PROBLEM TO WORK ON: Copy all of the records below verbatim.

(Dataset excerpts on object pointing)

• • • •

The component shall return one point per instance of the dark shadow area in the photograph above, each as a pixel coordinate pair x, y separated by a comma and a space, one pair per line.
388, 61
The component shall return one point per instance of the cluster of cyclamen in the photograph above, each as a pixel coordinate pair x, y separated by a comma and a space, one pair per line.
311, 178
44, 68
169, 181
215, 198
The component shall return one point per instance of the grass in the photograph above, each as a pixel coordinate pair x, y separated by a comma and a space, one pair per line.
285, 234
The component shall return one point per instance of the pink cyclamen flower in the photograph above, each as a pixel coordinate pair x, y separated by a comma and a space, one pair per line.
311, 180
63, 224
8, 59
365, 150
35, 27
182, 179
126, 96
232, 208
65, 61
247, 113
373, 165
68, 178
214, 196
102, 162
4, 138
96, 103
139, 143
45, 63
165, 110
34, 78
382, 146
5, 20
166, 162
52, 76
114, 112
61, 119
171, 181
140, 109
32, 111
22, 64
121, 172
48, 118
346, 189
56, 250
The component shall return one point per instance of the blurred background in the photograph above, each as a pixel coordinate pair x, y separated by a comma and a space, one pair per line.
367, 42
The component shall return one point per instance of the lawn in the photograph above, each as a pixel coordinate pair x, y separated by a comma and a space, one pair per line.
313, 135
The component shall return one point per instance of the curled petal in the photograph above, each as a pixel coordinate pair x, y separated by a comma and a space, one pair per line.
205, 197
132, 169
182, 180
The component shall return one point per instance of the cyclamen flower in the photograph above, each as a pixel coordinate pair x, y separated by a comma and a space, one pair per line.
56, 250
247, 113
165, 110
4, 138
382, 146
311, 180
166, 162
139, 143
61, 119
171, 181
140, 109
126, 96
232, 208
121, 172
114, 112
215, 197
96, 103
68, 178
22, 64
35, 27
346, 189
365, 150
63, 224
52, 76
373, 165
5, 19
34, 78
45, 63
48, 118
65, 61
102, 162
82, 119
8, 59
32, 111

• • • •

PROBLEM SOLUTION:
The component shall return one point per instance of the dark shadow area in the photograph above, each as a pixel coordinate pair x, y separated by a comma and a space, one pair per line.
388, 61
The component shall return one point per instance of the cluster of cyclamen in the photograph above, each as a pixel coordinate pair x, y separated by a comma and a space, one pair per line.
311, 178
44, 68
169, 181
215, 198
The component shall return one point per instance of the grass in the photograph above, each as a pixel coordinate pair x, y separated by a comma and a space, one pair per line.
285, 234
The component shall return one point per instance of the pink cyclamen flower in the photograph above, each as a pixel coordinate pair x, y separated by a comma and a space, one pair per line.
311, 180
63, 224
8, 59
365, 150
35, 27
182, 179
126, 96
232, 208
65, 61
247, 113
373, 165
68, 178
214, 196
102, 162
4, 138
96, 103
139, 143
45, 63
165, 110
34, 78
382, 146
5, 20
166, 162
52, 76
114, 112
61, 119
171, 181
140, 109
32, 111
22, 64
121, 172
48, 118
346, 189
56, 250
The component shall return one point per instance of the blurred background in the photograph above, each as a pixel coordinate pair x, y separated by a comma and a space, one pair per line.
367, 42
The component shall return one point per instance of the lawn in the photograph above, each as a pixel coordinate pair x, y separated by a comma and a space, one pair per line.
313, 135
The component shall return one point per instance of the curled petal in the photograph above, each as a pixel coordinate pair x, y separated by a comma and a space, one pair per line.
205, 197
132, 169
182, 180
The component shall return one point per instance of the cyclamen flower in the photograph above, each as a pixel coordinate pair x, y separated by a comma and a space, one pair per line.
56, 250
247, 113
165, 110
4, 138
382, 146
311, 180
166, 162
139, 143
61, 119
171, 181
140, 109
126, 96
232, 208
121, 172
114, 112
215, 197
96, 103
68, 178
22, 64
35, 27
346, 189
365, 150
63, 224
52, 76
373, 165
5, 19
34, 78
45, 63
48, 118
65, 61
102, 162
82, 119
8, 59
32, 111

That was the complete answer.